■ 課題文:
..............................

【日本遺産】「葛城修験」ー里人とともに守り伝える修験道はじまりの地

2021年8月1日

日本遺産柏原市

竜王社

日本遺産のストーリー

「葛城修験」
ー里人とともに守り伝える修験道はじまりの地

「葛城修験」とは、役行者が最初に開いたとされる葛城の峰々を巡る修験の道のことです。大阪と和歌山の府県境の和泉山脈、大阪と奈良との府県境の金剛山地、総延長112kmに及びます。
役行者は、その途中に法華経を収めた経塚を28基つくり、それを28品(ほん)、あるいは28宿(しゅく)と呼び、これを全て巡って修行をするのです。和歌山県加太の友ケ島にはじまり、最終地が亀の瀬、あるいは亀の尾宿とされています。しかし、明神山を最終地とする説もあり、今回も王寺町の明神山と本市の亀の尾宿の2カ所が選定されています。亀の瀬の経塚の位置ははっきりしませんが、室町時代には、亀の瀬の亀岩の横に宝篋印塔(ほうきょういんとう)が建っていたという記録もあります。現在、葛城修験を巡って修行される方は、亀の瀬にある龍王社を最終地とされているようです。龍王社は、江戸時代の剣先船の終着地点で、剣先船仲間が献灯した灯篭が残っています。

これからの葛城修験

修験の最終地は「亀の瀬」か「明神山」か分かりませんが、どちらが正しいかということではなく、王寺町とともに「『葛城修験』ー里人とともに守り伝える修験道はじまりの地」を広めていくことにしています。今回、「亀の瀬」が2件の日本遺産の中心となりました。亀の瀬周辺の歴史に、ぜひ皆さん注目し、本市の豊かな歴史に目を向けていただきたいと思います。

 

亀岩と大和川亀の瀬にある龍王社

 

 

 

 

▲現在の亀岩(左)と挿絵の「かめ石」(右)
亀岩と同じものとみられる巨石が、江戸時代に刊行された「大和名所図会」の挿絵に「かめ石」として描かれている。通説では「かめ石」「亀岩」から「亀の瀬」と呼ばれるようになったとされる。かつては亀岩の横に宝篋印塔(ほうきょういんとう)が建ち、岩には文字が刻まれていたという。

亀の瀬にある龍王社

 

 

 

 

▲亀の瀬にある龍王社
現在、葛城修験の最終地となっている龍王社だが、「浜神」と表記されている絵図もあり、その名の通り、浜の守り神でもあった。

..............................

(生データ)

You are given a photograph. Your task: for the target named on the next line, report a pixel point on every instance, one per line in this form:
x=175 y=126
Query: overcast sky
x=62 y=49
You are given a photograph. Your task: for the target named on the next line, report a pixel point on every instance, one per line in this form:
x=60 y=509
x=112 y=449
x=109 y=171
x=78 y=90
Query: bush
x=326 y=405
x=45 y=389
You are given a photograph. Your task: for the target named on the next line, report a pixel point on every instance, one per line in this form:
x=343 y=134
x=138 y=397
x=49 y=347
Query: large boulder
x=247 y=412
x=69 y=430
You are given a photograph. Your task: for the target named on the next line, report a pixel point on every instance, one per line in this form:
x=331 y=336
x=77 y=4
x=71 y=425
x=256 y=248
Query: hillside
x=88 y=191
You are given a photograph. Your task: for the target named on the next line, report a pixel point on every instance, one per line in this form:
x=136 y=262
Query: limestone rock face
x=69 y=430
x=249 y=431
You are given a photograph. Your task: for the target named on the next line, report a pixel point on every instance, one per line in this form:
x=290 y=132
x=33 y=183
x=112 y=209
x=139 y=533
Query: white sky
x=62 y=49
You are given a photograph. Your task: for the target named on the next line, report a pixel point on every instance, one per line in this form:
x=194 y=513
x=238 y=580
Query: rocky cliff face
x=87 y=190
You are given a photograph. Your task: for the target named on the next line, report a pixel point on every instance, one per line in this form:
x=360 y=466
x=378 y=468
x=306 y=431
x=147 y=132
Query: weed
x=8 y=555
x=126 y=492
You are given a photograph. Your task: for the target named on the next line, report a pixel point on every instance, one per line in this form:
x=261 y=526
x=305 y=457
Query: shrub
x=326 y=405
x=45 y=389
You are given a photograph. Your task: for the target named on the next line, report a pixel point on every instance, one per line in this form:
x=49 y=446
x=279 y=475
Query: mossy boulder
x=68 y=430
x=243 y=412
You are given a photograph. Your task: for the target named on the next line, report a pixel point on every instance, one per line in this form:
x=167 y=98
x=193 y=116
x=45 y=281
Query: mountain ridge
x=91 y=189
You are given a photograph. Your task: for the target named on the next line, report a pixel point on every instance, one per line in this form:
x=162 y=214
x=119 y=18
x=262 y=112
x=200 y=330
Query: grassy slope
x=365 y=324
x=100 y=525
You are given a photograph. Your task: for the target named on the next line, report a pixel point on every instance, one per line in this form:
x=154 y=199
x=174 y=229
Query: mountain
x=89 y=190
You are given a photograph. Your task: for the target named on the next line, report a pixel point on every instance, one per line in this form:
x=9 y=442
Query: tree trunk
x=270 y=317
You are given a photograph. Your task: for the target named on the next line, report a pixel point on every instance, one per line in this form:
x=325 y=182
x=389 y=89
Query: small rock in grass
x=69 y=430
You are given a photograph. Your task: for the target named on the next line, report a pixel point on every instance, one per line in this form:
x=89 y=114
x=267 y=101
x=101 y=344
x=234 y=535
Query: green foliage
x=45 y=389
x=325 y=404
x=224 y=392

..............................

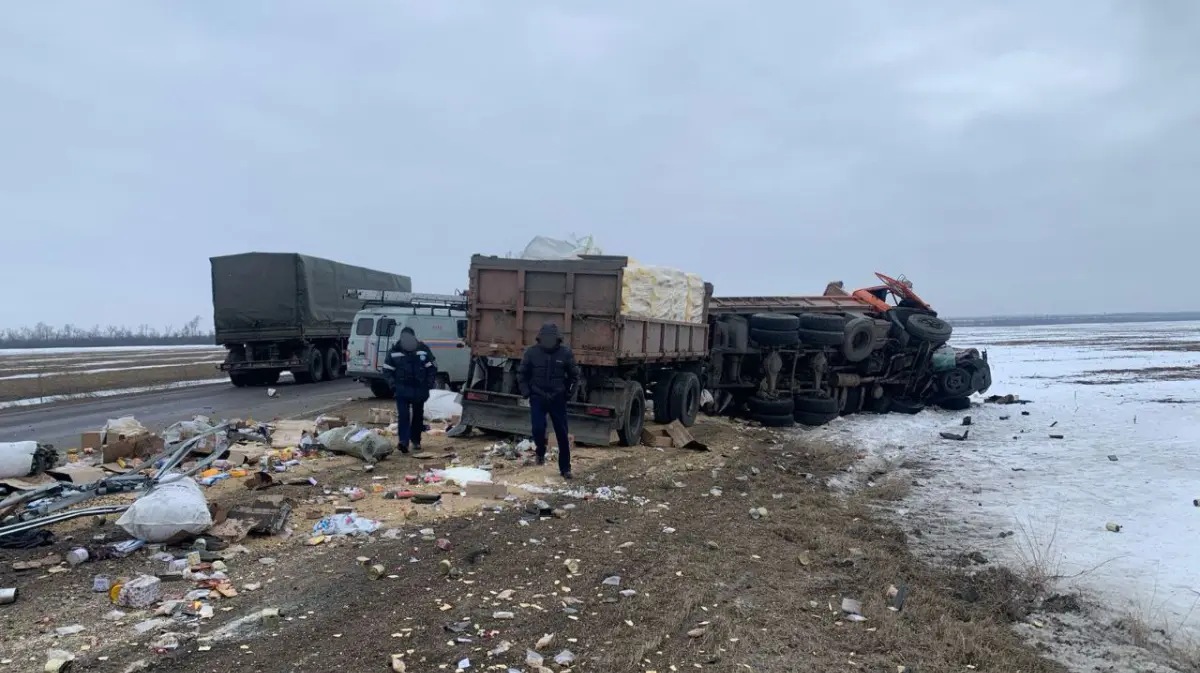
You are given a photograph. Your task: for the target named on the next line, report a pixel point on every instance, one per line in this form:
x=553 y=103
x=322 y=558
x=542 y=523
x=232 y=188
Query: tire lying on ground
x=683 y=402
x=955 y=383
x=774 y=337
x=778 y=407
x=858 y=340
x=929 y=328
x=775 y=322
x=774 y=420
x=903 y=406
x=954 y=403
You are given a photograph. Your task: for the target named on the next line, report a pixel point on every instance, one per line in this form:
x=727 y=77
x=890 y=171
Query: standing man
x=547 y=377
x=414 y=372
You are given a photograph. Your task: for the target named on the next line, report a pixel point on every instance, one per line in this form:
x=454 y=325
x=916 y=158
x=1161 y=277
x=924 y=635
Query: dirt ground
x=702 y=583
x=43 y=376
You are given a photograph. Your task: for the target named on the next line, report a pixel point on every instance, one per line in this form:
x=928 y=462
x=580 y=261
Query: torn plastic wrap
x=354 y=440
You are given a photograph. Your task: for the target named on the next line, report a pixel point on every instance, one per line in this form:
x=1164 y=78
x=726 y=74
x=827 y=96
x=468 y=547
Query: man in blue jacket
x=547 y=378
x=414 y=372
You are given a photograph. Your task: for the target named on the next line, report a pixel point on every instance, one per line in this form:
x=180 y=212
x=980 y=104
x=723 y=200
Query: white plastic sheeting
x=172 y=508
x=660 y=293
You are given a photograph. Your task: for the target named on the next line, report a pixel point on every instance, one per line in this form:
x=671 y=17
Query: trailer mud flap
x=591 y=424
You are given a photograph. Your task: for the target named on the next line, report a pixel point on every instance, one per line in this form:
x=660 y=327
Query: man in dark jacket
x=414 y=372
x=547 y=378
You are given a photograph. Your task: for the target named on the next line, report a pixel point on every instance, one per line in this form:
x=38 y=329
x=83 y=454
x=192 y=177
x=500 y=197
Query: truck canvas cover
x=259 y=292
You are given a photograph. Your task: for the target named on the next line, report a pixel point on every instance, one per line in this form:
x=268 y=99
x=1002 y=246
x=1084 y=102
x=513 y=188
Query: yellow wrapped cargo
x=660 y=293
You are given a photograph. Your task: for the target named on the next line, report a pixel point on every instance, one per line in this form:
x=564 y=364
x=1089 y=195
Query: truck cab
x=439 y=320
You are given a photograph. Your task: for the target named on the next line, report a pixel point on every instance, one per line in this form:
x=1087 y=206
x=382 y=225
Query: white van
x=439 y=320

..............................

■ 設問 1: 課題文のうち、「役行者は、その途中に法華経を」から「けていただきたいと思います。」までの箇所を一字一句変えずに書き写してください。
■ 設問 2: 課題文によると、葛城修験の道の総延長は何kmですか。

■ 完成解答 1:
役行者は、その途中に法華経を収めた経塚を28基つくり、それを28品(ほん)、あるいは28宿(しゅく)と呼び、これを全て巡って修行をするのです。和歌山県加太の友ケ島にはじまり、最終地が亀の瀬、あるいは亀の尾宿とされています。しかし、明神山を最終地とする説もあり、今回も王寺町の明神山と本市の亀の尾宿の2カ所が選定されています。亀の瀬の経塚の位置ははっきりしませんが、室町時代には、亀の瀬の亀岩の横に宝篋印塔(ほうきょういんとう)が建っていたという記録もあります。現在、葛城修験を巡って修行される方は、亀の瀬にある龍王社を最終地とされているようです。龍王社は、江戸時代の剣先船の終着地点で、剣先船仲間が献灯した灯篭が残っています。

これからの葛城修験

修験の最終地は「亀の瀬」か「明神山」か分かりませんが、どちらが正しいかということではなく、王寺町とともに「『葛城修験』ー里人とともに守り伝える修験道はじまりの地」を広めていくことにしています。今回、「亀の瀬」が2件の日本遺産の中心となりました。亀の瀬周辺の歴史に、ぜひ皆さん注目し、本市の豊かな歴史に目を向けていただきたいと思います。

■ 完成解答 2: 112km